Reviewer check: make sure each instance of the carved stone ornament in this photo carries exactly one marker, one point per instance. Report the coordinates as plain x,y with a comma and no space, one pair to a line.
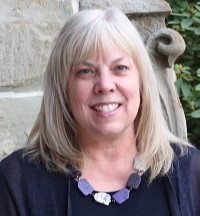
165,46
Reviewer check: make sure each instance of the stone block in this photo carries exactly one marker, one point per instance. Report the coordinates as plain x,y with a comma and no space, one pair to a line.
27,31
18,112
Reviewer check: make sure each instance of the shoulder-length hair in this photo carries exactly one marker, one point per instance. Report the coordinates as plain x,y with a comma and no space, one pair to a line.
53,137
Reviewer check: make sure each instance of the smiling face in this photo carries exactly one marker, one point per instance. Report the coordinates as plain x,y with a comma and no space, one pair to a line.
104,95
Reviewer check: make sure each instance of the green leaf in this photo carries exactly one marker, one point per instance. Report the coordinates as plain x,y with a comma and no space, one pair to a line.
182,4
195,114
197,20
180,14
197,31
197,88
197,14
186,23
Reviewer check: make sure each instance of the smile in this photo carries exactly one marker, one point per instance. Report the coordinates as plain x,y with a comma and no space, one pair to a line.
106,107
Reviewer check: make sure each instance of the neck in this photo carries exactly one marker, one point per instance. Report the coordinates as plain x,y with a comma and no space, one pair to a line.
108,165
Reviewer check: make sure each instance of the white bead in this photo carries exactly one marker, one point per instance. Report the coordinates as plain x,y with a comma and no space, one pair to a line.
102,198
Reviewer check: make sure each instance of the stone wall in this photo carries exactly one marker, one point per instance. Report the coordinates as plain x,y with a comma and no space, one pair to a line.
27,32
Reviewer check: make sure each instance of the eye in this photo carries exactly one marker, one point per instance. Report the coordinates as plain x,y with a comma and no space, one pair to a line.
85,72
121,68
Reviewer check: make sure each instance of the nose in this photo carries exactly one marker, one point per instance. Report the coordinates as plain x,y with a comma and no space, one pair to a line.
105,83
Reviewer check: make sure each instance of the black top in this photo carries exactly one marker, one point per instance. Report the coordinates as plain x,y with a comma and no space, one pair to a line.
148,199
28,189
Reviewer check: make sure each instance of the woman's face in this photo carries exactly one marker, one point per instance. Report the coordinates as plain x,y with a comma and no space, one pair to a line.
104,94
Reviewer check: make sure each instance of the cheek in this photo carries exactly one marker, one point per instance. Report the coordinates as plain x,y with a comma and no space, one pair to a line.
78,97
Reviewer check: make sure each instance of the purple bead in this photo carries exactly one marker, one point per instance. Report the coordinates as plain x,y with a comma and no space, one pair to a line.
85,187
121,195
134,180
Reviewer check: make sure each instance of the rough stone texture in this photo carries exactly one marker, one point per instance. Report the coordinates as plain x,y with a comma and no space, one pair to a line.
16,120
27,31
129,6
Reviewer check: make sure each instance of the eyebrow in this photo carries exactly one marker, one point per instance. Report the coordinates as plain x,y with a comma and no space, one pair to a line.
88,63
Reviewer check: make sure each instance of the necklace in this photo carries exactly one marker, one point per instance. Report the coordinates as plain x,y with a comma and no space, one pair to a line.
106,198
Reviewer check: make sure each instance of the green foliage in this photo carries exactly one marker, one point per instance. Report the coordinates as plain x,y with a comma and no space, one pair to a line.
185,19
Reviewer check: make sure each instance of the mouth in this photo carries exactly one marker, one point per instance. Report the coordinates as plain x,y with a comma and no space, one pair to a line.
106,107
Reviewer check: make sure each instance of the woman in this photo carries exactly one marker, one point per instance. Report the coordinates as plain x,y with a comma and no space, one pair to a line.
100,145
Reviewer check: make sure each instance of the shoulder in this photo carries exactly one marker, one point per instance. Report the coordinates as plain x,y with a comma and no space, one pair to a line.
188,163
190,154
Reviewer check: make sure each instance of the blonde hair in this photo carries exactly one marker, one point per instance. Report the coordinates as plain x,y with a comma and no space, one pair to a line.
53,137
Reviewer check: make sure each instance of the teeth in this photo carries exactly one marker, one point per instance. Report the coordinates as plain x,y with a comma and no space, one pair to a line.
106,108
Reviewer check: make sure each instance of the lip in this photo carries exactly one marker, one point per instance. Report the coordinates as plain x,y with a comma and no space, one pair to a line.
105,107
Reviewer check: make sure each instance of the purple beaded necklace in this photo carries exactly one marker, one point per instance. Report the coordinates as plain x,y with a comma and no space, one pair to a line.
106,198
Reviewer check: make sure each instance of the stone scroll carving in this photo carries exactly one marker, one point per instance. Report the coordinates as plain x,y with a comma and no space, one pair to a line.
165,46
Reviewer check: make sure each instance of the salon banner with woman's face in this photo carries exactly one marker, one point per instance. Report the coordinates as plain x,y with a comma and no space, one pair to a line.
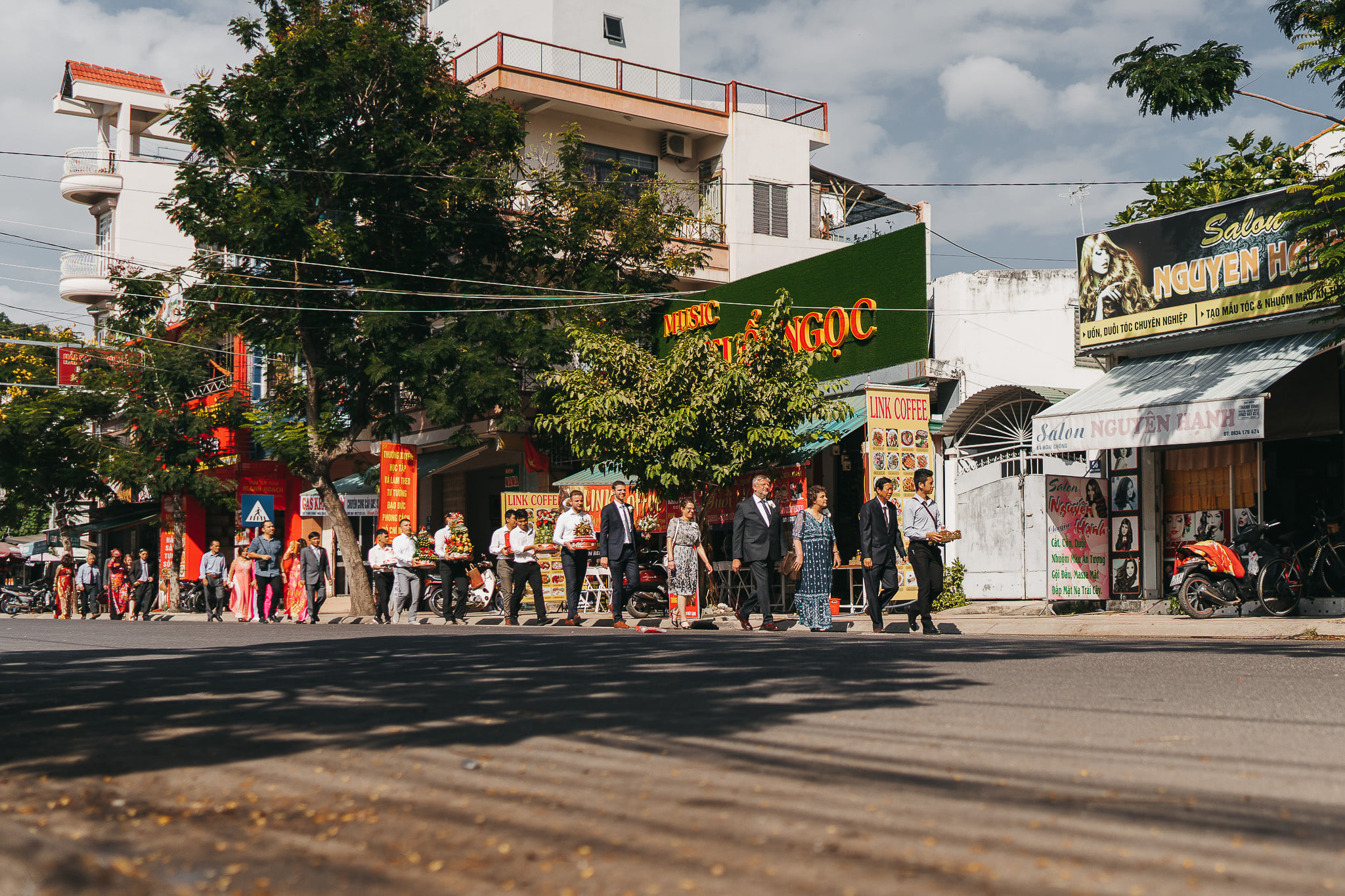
1219,264
1076,542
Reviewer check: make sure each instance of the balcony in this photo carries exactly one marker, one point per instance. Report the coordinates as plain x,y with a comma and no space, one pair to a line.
85,277
588,72
91,175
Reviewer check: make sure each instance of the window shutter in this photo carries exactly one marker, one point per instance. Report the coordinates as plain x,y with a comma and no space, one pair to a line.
761,207
779,210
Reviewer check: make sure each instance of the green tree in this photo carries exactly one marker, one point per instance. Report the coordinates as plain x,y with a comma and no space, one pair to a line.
369,206
49,448
171,399
689,422
1204,82
1251,167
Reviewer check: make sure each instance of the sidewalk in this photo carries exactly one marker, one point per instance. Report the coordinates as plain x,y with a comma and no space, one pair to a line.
970,620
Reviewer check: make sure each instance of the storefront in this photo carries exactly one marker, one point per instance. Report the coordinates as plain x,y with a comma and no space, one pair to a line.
1216,413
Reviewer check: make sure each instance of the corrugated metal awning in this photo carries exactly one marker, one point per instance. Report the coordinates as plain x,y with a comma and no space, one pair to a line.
1195,396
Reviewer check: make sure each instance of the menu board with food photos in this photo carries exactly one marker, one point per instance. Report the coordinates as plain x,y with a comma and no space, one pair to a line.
898,445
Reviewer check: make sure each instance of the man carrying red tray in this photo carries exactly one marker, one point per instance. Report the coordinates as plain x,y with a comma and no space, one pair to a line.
575,545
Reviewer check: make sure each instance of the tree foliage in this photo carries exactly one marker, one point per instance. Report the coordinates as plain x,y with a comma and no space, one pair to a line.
692,421
49,449
1250,167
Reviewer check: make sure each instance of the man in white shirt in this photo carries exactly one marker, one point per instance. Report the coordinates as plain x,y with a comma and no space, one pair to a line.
502,550
381,563
572,561
921,523
408,578
525,572
452,574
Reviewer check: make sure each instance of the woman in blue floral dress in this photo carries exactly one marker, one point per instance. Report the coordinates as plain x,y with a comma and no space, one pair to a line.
816,544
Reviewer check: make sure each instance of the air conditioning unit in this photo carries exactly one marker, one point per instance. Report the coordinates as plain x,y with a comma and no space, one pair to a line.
676,146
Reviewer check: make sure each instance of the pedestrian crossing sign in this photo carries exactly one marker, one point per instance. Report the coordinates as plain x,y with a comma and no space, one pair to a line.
257,509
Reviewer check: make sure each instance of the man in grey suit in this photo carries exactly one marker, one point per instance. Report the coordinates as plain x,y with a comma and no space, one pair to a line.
313,568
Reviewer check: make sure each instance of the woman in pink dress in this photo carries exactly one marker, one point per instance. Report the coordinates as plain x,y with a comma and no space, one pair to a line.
296,595
119,589
241,589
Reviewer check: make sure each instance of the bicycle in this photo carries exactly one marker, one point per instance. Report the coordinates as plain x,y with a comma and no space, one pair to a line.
1286,580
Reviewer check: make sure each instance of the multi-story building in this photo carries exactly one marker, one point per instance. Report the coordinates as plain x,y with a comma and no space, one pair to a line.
743,154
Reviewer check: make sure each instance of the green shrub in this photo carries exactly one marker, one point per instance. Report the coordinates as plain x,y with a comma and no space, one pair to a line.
953,595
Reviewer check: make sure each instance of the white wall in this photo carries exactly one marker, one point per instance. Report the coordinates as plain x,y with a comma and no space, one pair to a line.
1005,327
772,151
653,27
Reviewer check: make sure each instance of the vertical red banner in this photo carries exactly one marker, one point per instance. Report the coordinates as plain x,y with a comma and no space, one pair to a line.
396,485
69,366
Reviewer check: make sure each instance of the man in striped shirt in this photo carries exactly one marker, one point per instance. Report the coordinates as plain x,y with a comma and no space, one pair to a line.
921,523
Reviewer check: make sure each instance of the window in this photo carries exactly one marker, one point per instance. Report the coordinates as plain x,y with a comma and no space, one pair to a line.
770,209
630,168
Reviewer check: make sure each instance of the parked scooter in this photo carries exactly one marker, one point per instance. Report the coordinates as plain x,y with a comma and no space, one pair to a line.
1210,575
651,597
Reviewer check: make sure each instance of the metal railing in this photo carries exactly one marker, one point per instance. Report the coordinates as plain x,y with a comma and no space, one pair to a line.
91,160
79,264
525,54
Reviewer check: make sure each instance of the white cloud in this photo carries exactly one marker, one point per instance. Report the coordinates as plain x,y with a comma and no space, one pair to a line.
988,86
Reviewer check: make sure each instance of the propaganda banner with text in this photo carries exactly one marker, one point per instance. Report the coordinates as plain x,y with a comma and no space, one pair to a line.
396,485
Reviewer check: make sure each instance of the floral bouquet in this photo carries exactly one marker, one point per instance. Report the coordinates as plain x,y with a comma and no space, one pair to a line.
459,544
583,539
546,531
424,550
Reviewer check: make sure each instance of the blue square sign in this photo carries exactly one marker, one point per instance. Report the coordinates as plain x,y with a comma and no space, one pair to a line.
257,509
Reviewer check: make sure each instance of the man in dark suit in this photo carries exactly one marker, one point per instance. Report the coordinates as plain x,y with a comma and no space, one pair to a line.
880,545
757,542
618,545
313,570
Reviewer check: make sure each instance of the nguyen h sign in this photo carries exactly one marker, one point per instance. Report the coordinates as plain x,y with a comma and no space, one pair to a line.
1234,261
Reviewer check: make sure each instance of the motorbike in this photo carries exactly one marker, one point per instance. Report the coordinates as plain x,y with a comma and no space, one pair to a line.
1210,575
651,597
15,599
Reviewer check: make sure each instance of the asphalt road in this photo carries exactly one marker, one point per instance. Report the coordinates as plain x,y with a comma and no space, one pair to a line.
272,759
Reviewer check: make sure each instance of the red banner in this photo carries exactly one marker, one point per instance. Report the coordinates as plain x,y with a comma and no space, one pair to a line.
69,366
396,485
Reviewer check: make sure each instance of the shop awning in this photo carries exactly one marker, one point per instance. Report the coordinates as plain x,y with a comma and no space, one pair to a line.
1185,398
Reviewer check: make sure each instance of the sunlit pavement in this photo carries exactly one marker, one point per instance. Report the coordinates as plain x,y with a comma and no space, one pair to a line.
397,759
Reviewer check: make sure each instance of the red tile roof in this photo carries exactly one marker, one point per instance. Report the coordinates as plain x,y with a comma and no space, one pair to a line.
115,77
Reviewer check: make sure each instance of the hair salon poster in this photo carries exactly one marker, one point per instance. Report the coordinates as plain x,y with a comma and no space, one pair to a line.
1234,261
1078,539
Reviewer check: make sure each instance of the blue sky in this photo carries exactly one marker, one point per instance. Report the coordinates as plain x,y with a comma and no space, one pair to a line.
919,92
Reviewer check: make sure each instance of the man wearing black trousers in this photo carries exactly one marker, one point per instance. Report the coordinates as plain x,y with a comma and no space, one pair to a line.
757,542
619,544
143,584
921,523
452,576
880,545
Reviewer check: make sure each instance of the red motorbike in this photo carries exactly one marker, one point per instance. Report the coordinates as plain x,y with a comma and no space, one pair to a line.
1210,575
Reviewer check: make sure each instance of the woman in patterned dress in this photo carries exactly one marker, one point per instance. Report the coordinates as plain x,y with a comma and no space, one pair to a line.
241,587
64,586
684,547
816,544
296,595
119,590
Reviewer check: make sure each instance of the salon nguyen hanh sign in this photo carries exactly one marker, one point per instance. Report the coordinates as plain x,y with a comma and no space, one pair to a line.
1219,421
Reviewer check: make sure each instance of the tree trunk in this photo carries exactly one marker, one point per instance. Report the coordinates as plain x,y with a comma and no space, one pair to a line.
361,590
179,550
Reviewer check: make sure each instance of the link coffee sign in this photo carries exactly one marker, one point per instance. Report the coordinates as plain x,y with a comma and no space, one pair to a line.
1234,261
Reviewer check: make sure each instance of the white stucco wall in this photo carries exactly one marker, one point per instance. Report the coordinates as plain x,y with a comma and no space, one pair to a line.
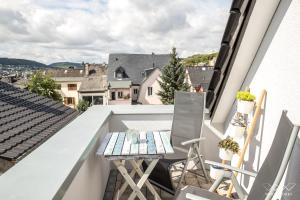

____________________

▸ REQUIREMENT: Please show every line of the listing above that contains the string "hair", treating case as significant.

▸ FULL ANSWER:
Reviewer check: make sure each instance of the shoulder-length hair in this photo carries exactly one marker, one point per instance. Report the coordinates as plain x,y with a comma and no space, one pair to a line.
Reviewer check: make sure each instance of the blonde hair in this photo carries exactly one marker, one point per instance. Report the coordinates as plain x,y with a comma and no space, one pair to a line.
Reviewer check: make sure each instance of the hair salon poster in this photo carries exactly one marker, one point per instance. Report the coordinates as plain x,y with a comma and no space, one pair to a line.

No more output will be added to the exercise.